• ENTRIES SHOWN:
<<<<
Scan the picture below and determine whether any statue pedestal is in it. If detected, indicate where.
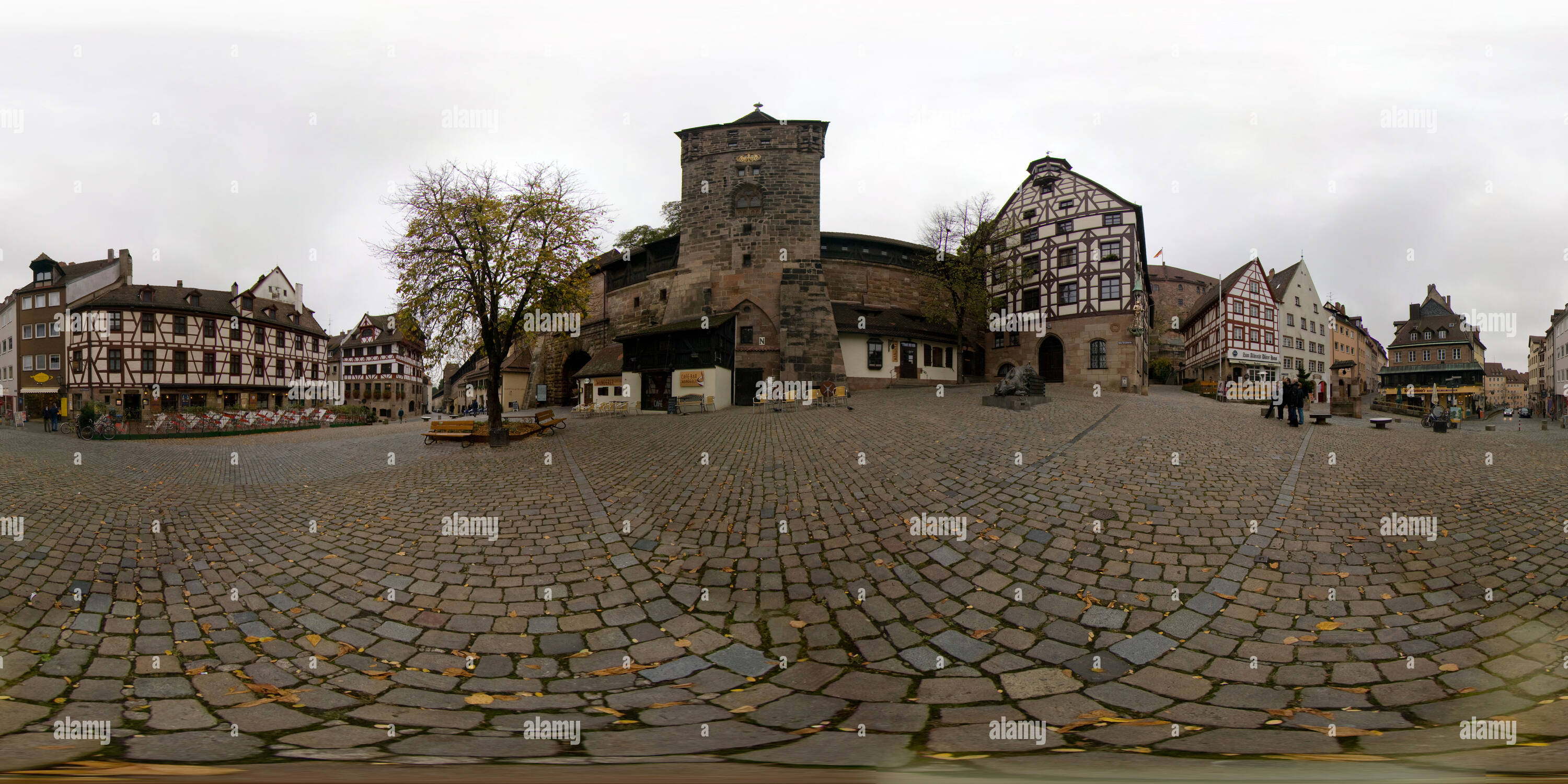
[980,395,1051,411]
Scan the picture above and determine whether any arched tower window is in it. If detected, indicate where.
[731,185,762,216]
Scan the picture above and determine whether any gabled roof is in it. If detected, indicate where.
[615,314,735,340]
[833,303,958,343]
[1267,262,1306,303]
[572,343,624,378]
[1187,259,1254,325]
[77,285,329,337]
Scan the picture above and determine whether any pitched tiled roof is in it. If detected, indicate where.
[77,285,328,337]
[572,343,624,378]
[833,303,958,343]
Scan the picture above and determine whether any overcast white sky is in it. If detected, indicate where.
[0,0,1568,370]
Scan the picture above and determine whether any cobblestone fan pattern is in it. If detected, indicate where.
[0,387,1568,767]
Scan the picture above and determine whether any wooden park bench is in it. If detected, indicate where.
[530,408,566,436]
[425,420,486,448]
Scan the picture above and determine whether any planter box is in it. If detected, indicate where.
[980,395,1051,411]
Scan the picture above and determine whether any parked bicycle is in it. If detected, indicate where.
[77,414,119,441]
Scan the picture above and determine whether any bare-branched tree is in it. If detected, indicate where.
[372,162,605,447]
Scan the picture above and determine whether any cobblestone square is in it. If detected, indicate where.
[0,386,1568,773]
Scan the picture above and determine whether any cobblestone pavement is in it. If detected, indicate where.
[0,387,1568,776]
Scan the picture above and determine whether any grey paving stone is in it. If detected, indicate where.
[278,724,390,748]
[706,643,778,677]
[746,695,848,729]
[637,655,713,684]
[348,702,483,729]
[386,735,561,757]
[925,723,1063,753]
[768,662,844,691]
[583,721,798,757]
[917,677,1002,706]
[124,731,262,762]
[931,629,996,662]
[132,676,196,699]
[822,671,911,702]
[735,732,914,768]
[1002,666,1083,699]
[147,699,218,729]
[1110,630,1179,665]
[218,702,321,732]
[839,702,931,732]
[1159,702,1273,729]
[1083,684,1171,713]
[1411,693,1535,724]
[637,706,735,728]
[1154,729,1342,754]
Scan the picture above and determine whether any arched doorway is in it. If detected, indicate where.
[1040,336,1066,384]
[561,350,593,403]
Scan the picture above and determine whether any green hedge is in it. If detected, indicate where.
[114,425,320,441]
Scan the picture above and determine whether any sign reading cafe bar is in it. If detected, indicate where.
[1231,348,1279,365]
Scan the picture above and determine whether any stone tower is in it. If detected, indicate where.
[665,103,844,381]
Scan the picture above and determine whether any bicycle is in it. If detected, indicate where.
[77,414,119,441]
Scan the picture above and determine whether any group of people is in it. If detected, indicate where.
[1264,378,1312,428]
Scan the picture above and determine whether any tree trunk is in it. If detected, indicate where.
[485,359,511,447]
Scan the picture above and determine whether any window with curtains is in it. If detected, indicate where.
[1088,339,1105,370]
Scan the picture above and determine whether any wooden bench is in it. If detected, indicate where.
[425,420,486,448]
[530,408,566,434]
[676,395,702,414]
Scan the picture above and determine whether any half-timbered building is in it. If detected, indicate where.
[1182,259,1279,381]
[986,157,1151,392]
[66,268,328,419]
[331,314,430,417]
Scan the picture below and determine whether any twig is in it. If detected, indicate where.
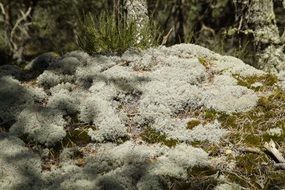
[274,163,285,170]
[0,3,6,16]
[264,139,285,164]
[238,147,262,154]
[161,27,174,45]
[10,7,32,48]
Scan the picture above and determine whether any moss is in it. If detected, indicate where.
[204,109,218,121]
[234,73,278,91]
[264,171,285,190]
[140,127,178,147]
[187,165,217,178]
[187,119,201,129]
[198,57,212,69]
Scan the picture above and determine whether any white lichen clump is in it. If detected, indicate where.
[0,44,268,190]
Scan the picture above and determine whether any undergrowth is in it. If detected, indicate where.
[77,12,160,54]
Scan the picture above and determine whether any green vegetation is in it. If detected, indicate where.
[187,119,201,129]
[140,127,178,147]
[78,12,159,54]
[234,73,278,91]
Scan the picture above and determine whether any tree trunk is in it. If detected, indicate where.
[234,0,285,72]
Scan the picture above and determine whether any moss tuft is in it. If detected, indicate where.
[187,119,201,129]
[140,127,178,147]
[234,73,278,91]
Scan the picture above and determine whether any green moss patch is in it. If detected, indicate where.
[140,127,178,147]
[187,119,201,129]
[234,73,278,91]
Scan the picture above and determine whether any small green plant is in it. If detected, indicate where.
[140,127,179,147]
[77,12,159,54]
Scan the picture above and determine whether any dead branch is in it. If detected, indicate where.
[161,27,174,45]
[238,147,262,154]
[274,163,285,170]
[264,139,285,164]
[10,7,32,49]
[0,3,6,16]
>>>>
<<<<
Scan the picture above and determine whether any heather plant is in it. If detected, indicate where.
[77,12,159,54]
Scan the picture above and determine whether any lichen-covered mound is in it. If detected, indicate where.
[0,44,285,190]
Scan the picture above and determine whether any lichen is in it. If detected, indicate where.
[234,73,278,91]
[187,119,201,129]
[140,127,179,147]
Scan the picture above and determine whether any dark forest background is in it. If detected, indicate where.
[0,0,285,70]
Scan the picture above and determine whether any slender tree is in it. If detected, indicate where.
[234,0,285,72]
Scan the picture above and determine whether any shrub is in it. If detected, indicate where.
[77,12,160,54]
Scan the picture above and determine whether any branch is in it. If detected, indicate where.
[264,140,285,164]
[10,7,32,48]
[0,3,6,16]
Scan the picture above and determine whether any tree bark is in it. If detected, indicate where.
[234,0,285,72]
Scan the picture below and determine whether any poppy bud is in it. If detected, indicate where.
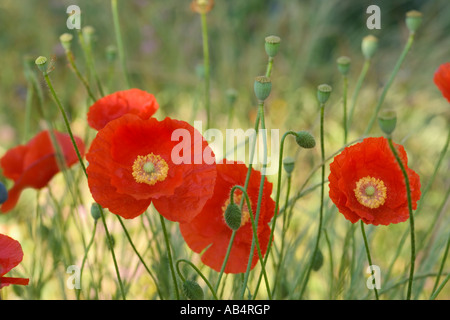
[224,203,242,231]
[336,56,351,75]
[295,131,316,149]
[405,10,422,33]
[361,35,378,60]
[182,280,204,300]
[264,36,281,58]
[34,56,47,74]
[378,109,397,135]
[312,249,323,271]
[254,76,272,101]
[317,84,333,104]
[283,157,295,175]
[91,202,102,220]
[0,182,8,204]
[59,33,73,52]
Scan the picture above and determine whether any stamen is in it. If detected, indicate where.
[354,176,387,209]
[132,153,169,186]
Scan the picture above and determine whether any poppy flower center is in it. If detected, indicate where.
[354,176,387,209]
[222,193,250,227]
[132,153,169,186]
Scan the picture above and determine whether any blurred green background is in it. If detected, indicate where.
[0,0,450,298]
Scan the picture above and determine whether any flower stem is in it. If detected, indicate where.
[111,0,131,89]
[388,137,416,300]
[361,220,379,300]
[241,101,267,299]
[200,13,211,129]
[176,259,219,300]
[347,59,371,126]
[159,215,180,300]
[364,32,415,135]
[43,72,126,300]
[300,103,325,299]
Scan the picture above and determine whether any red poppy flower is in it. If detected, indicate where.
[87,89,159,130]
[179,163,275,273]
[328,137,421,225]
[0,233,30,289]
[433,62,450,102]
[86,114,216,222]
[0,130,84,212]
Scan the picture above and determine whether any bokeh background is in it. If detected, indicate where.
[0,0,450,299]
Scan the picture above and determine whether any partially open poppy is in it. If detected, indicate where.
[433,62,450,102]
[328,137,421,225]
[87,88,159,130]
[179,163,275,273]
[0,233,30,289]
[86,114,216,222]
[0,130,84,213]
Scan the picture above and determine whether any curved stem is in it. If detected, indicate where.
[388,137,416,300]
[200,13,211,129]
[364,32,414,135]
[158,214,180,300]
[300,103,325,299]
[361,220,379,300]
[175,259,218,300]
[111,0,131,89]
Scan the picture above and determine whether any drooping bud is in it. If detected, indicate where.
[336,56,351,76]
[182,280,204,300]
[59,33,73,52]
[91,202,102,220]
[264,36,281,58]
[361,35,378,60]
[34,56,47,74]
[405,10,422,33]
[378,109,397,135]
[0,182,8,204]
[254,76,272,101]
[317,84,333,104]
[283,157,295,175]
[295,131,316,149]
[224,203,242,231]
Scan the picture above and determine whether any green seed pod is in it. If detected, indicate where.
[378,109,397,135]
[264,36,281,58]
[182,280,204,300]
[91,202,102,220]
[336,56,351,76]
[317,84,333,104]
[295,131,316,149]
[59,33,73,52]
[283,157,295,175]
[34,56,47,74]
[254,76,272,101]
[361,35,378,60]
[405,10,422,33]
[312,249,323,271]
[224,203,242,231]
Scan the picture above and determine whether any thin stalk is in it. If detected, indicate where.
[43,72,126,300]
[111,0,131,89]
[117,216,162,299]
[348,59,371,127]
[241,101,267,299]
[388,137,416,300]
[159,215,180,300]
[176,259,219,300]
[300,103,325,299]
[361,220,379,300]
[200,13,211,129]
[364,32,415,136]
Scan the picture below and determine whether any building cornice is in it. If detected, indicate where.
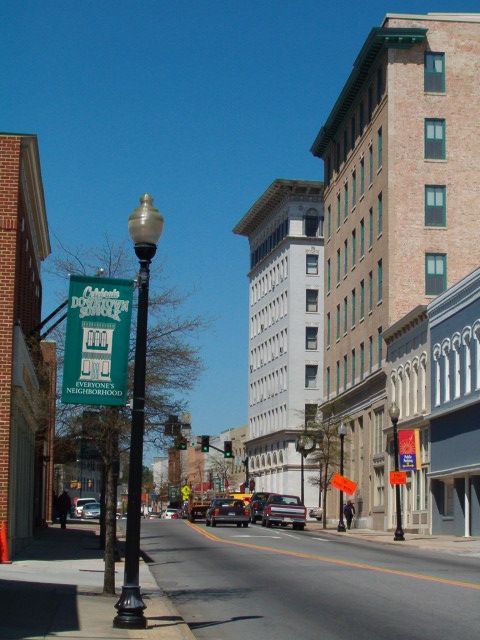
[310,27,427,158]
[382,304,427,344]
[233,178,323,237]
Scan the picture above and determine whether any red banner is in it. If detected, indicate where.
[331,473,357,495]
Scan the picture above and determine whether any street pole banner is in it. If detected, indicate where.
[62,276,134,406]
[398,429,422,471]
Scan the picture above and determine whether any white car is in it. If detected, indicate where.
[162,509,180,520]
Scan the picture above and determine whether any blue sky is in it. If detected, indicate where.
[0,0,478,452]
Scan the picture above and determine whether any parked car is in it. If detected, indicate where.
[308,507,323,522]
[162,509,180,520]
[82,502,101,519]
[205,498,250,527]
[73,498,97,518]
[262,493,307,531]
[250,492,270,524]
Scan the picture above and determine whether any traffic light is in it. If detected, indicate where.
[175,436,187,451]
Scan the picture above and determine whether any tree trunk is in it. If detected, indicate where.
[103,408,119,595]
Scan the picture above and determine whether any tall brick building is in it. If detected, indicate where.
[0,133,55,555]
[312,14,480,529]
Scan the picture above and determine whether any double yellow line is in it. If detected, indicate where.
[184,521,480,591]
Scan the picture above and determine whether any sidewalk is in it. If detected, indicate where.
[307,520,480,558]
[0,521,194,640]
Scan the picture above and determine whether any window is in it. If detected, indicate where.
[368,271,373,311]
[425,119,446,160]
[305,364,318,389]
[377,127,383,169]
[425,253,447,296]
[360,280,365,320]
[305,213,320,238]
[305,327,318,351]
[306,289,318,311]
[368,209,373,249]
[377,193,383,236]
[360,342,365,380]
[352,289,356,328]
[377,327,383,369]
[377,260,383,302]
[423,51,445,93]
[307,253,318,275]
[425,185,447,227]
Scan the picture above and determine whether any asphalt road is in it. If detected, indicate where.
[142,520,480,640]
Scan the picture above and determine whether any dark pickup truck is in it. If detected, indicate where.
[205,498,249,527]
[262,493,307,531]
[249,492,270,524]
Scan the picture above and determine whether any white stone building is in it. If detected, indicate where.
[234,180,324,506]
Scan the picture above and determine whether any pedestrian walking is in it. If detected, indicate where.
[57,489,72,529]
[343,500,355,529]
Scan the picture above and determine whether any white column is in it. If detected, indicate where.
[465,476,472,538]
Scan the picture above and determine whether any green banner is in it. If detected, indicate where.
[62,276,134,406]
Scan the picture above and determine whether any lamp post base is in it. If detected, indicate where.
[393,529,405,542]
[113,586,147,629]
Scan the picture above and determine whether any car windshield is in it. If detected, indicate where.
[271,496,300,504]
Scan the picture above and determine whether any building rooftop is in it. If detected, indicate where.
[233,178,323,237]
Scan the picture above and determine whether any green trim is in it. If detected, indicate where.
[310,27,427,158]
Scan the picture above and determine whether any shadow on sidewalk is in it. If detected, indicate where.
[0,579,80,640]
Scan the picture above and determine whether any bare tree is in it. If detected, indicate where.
>>>>
• THE PROBLEM: Rewrite the entries above as a numbered list, starting at the line containing "Scan the picture below and determine whether any statue" and ending at the line containing "[372,162,605,447]", with both of those lines included and blank lines skipped. Leave the pictures out.

• RESULT FOR THIS EXERCISE:
1. Scan the picture below and determine whether any statue pedestal is in it. If detected, indicate where.
2. [980,395,1051,411]
3. Scan the picture above and determine whether any arched tower window is in it. If detected, indicate where.
4. [731,185,762,216]
5. Scan the picture above and determine whether any gabled roof is in it. If detected, indicate where.
6. [615,314,735,340]
7. [833,303,958,343]
8. [1267,262,1306,303]
9. [572,343,624,378]
10. [1187,259,1254,325]
11. [77,285,329,337]
12. Scan the picture above and determine whether any pitched tiled roof is in it. If detected, indicate where.
13. [77,285,328,337]
14. [572,343,624,378]
15. [833,303,958,343]
16. Scan the picture above and determine whether any overcast white sky is in it. If detected, indicate where.
17. [0,0,1568,370]
18. Scan the picture above and determine whether any cobblestone fan pattern is in it. If detected, indicate where.
19. [0,387,1568,767]
20. Scan the picture above and determine whether any wooden park bench is in it. If detected, indicate where.
21. [530,408,566,436]
22. [425,420,486,448]
23. Scan the picture above and determine whether any planter box is in it. If detected, indicate where.
24. [980,395,1051,411]
25. Scan the picture above and determine whether any parked bicycle is in it. If detected, indicate where.
26. [77,414,119,441]
27. Scan the picture above and determine whether any bare-branched tree is in it. If detected, indicate where.
28. [372,162,605,447]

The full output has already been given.